Бисмарк, заручившись поддержкой короля, начнет постепенно осуществлять свои политические идеи на практике. Выступив на заседании в бюджетной комиссии 30 сентября, он произнес эпохальную речь в пользу энергичной национальной политики: «У нас слишком горячая кровь, мы имеем пристрастие к доспехам, которые слишком велики для нашего узкого тела, и должны теперь пользоваться ими… Великие вопросы времени не решаются речами и заключениями большинства – это ошибка 1848 и 1849 гг. – а железом и кровью»[88]. В мемуарах Бисмарк объяснил, что он тогда имел ввиду: «Пруссия не может… нести впредь одна, при своем узком растянутом в длину теле, все бремя вооружений, необходимых для спокойствия Германии. Это бремя должно быть равномерно распределено между всеми немцами. Мы не приблизимся к этой цели путем речей, ферейнов, решений большинства, нам не избежать серьезной борьбы, такой борьбы, которая может быть решена только железом и кровью»[89]. Но даже в такой смягченной формулировке максима «железом и кровью» стала наиболее броской чертой политического, а затем и исторического образа Бисмарка.

◆ **ПЕРЕЧЕНЬ ЗАПИСЕЙ**:
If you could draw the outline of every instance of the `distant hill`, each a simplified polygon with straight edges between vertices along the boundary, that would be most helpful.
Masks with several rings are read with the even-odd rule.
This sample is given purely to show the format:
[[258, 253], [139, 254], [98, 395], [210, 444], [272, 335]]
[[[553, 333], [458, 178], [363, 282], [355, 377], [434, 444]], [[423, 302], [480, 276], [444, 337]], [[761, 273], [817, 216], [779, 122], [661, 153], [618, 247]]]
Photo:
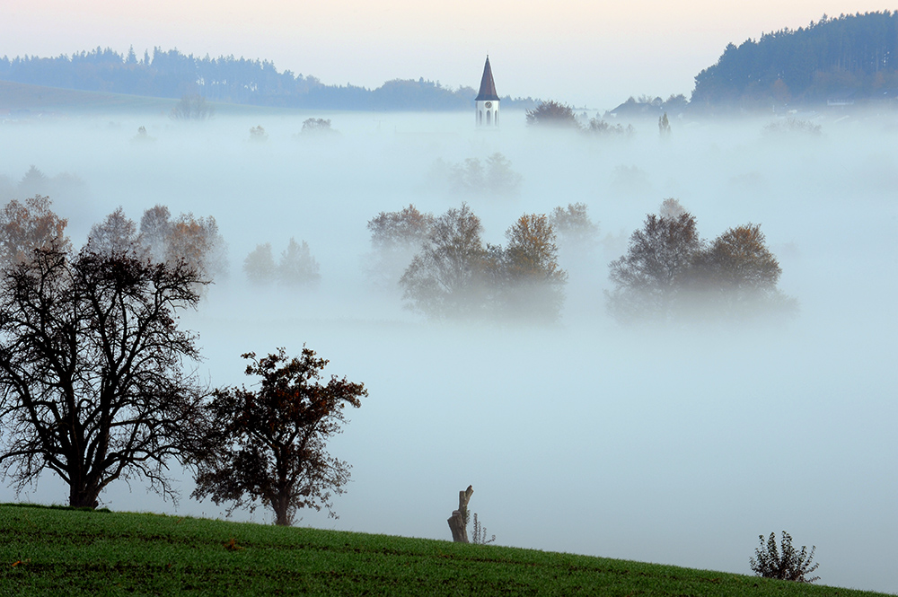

◆ **ЗАДАНИЯ**:
1. Какая максима, согласно отрывку о Бисмарке, стала наиболее броской чертой его политического, а затем и исторического образа?
2. Допишите отрывок о Бисмарке, начав сразу после его последнего предложения.

◆ **ОТВЕТЫ К ЗАДАНИЯМ**:
1. Максима «железом и кровью».

2.
Выдвинувшись в ряды ведущих политиков, Бисмарк, при всем своем прагматизме и недоверии к любым идеологиям, немало размышлял об исторической сущности германской государственности, об особенностях национального чувства немцев. И он приходил к мысли о том, что любые рассуждения о демократическом объединении страны «снизу» не только опасны с практической точки зрения, но и совершенно противоречат «немецкости»: «Немецкая любовь к родине нуждается в государе, на котором сосредотачиваются чувства приверженности» к династии, являющейся «связующим звеном для сплочения определенной части нации»[90]. Поэтому Бисмарк отмечал, что никогда «не сомневался в том, что ключ к германской политике находится в руках государей и династий, а не у публицистики – в парламенте и прессе – и не у баррикады»[91]. Соответственно свою первостепенную задачу Бисмарк видел в том, чтобы «охранять и усиливать значение короны против растущего перевеса палаты депутатов и чиновничества»[92]. Размышляя о природе политической власти на склоне лет, Бисмарк писал: «В качестве идеала мне всегда представлялась монархическая власть, которая контролировалась бы независимым, по моему мнению – сословным или профессиональным, представительством от страны в той степени, в какой это необходимо, чтобы ни монарх, ни парламент не могли изменить существующее правовое состояние односторонне, а лишь с общего согласия при условии гласности и публичной критики прессой и ландтагом всего происходящего в государстве»[93]. Однако этому разграничению функций необходимо определить четкие и логичные границы с тем, чтобы, «с одной стороны, не препятствовать контролю над правительством, а с другой, – не дать этому контролю превратиться в господство»[94]. Гарантом такой системы, по мысли Бисмарка, должен быть не король – он не может разменивать свой авторитет в политических «тяжбах», а жесткий и энергичный министр, обладающий также «политическим тактом и глазомером», имеющий возможность оставаться на своем посту как «вопреки случайным голосованиям большинства», так и «вопреки влияниям двора и камарильи». Себя Бисмарк видел именно в такой роли, и это придавало его действиям целостный, настойчивый, прагматичный характер.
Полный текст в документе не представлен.